**Your task:**
Please copy out every line in the records below that contains the string "wheel". Matching is case-sensitive.

**Information shown:**
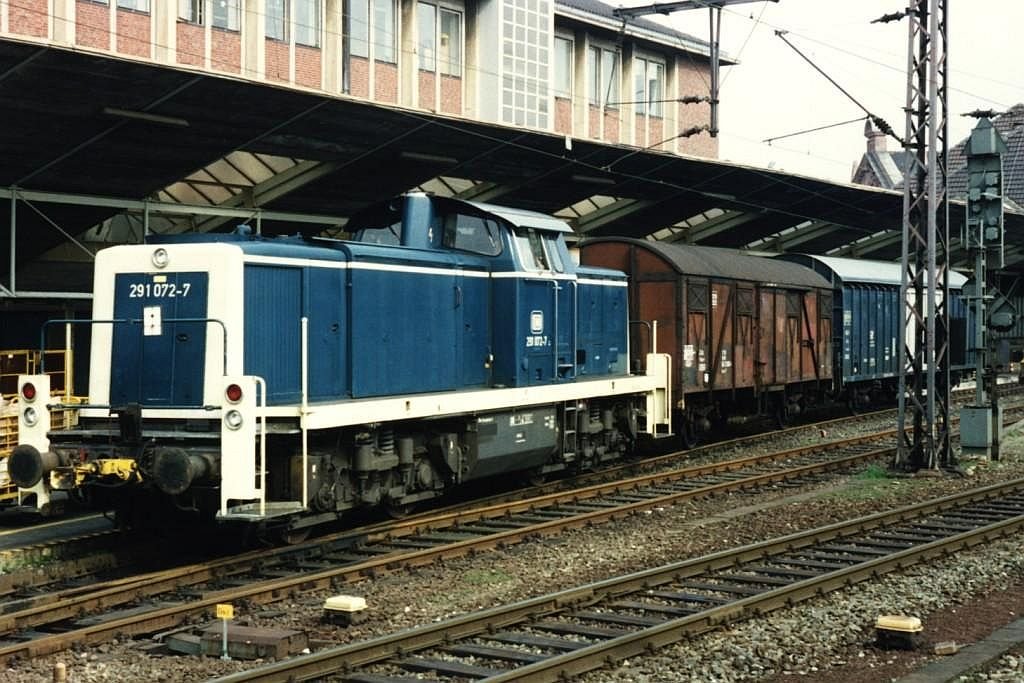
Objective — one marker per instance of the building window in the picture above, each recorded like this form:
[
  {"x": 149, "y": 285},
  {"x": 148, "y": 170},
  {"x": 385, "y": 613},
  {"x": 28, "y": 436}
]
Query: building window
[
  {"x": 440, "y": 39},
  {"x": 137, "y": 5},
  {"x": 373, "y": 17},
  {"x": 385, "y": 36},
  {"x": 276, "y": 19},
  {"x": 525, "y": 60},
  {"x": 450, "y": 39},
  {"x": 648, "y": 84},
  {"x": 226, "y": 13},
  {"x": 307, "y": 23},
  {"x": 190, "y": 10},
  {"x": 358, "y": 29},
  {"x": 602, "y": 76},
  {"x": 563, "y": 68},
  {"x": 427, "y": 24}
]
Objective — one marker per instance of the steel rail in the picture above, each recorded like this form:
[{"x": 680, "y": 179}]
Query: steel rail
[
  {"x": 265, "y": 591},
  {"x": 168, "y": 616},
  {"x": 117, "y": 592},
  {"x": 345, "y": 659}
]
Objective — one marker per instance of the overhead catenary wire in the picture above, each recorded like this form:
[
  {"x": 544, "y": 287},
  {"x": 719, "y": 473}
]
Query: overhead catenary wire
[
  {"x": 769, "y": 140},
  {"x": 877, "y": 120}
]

==

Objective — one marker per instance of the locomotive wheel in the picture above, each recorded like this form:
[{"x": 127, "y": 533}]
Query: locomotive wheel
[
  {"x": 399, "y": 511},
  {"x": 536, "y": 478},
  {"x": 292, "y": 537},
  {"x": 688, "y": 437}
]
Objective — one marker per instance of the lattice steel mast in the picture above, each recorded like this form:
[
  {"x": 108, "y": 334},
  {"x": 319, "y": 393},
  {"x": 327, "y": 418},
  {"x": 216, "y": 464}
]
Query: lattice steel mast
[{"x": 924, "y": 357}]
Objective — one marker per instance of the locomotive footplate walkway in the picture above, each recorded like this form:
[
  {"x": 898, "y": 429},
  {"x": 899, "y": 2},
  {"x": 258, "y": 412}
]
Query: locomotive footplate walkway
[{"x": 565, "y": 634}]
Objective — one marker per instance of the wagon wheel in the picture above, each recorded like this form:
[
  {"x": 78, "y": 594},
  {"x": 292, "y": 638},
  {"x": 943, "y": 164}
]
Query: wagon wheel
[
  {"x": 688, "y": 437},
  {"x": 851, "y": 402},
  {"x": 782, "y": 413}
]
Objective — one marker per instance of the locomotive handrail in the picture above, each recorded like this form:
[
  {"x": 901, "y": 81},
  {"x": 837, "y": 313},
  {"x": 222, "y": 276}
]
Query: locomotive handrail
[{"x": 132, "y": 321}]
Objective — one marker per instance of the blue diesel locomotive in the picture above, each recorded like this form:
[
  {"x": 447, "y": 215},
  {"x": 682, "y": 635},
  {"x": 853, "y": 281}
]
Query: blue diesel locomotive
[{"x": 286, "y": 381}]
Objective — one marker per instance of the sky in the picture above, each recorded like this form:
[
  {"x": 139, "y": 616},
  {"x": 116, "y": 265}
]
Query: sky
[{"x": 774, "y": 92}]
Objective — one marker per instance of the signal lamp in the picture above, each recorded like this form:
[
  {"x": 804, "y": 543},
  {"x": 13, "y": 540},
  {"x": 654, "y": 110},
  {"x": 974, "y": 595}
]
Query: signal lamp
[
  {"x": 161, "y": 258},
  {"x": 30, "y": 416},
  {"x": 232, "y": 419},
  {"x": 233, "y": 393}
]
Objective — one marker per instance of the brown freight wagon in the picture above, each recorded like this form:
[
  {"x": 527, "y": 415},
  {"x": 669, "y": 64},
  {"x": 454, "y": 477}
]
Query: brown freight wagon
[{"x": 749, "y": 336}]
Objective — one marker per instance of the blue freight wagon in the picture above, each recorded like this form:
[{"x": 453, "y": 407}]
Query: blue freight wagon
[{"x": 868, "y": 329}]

**Answer to the problem:**
Objective — one marker per instance of the locomotive wheel in the picture above, each recorded like this form:
Query: locomotive wheel
Objective — one marker per instance of the wagon wheel in the picture above, each recorded like this form:
Query: wagon wheel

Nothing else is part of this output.